## CHALLENGE
Retype each line of the material exactly, please, skipping any picture in it.

## DATA SECTION
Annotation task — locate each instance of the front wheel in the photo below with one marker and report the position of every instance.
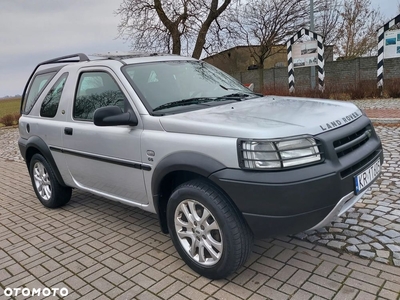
(207, 230)
(47, 188)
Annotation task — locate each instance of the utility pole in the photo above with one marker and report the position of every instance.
(312, 28)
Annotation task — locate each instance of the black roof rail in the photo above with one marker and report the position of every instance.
(57, 60)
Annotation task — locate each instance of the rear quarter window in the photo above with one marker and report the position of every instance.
(50, 103)
(39, 82)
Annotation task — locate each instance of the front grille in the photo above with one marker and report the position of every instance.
(351, 142)
(359, 165)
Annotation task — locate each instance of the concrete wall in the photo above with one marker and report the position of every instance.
(348, 73)
(239, 58)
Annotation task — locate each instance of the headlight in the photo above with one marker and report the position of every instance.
(277, 154)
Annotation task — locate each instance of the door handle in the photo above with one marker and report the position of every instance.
(68, 130)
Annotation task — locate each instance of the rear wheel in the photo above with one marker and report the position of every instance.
(207, 230)
(47, 188)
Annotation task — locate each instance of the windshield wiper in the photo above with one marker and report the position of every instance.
(240, 90)
(183, 102)
(201, 100)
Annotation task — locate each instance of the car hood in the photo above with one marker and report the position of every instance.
(266, 117)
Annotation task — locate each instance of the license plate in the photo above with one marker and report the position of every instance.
(363, 179)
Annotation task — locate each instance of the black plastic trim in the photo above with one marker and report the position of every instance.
(37, 143)
(61, 59)
(184, 161)
(193, 162)
(103, 159)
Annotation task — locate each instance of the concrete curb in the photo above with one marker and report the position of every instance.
(385, 120)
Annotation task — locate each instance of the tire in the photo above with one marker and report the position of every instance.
(47, 188)
(207, 230)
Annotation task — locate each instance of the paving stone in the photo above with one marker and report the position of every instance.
(367, 254)
(357, 228)
(353, 241)
(367, 217)
(392, 233)
(364, 238)
(394, 248)
(352, 249)
(352, 233)
(383, 253)
(364, 247)
(384, 239)
(336, 244)
(377, 246)
(371, 233)
(382, 221)
(382, 260)
(379, 228)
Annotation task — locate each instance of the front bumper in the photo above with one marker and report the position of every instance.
(291, 201)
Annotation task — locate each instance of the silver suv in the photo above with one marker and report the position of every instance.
(219, 164)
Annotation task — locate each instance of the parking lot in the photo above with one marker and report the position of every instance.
(99, 249)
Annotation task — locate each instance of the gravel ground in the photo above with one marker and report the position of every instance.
(371, 229)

## COMPLETED TASK
Annotation task — locate each instance of the front wheel in the photo below with one marker and report the position of every instance.
(207, 230)
(47, 188)
Annotation task — locate each instance of the utility pole in the photo above with one marker and report the position of every instance.
(312, 28)
Annotation task — locate each instance of the black roof rail in the photo above with one marker and report the position of every instance.
(57, 60)
Annotation task — locate each instance of the rear quarter window in the photo above with one marker and report the position of every instance.
(50, 103)
(39, 82)
Annotation task — locate each instance of the front grille in the photo above with one marker and report the position of every instance.
(351, 142)
(359, 165)
Annotation task — locate each instance of the concrete wall in the photo above with one marker and report the position of every instance.
(348, 73)
(239, 58)
Annotation task — locate each instance of the headlight in the photo above with one marker and report the position of every instance.
(277, 154)
Annotation task — locate each instance of the door handle in the photo above with one marker and report the position of every instance.
(68, 130)
Annotation task — locate each instance of the rear wheel in the photo above with one marker and report the position of every instance.
(207, 230)
(47, 188)
Annotation task — locate each instance of the windshield wiper in the photo above with one marker and report the position of every instance.
(240, 90)
(183, 102)
(201, 100)
Annotation task — locate each instance of the car hood in the photo above with one marker and report the position of every instance.
(266, 117)
Annotation task — locate each instance of the license plate in the photo above with one marker and report the position of every instance.
(363, 179)
Annotation task — locate each instance of the black plastic trim in the photo above with one marker and report the position of every instance.
(37, 143)
(61, 59)
(184, 161)
(193, 162)
(103, 159)
Annotation task — locate each instance of the concrete curb in the photo above with one marker and report the position of every instance.
(385, 120)
Annotation task — locate each instance of the tire in the photo above with one marker and report the position of every instance.
(47, 188)
(207, 230)
Annotation task — locate each instance of the paving stone in the photo above with one marker and report the position of every instance.
(367, 254)
(357, 228)
(353, 241)
(367, 217)
(392, 233)
(364, 238)
(394, 248)
(352, 249)
(352, 233)
(383, 253)
(364, 247)
(384, 239)
(336, 244)
(377, 246)
(371, 233)
(382, 221)
(382, 260)
(379, 228)
Annotation task — locate each instance of the front bumper in the photo above with one marker and report the position of every instance.
(291, 201)
Annotation task — locate each instance of the silver suv in the photo above with one marker and report the position of every instance.
(219, 164)
Annotation task — locate each instance of the parking lot in the photo above with one marker and report the position of every instance.
(99, 249)
Annotation task — locate each instance of the gravel ground in the photo above with one marker and report the position of every instance.
(371, 229)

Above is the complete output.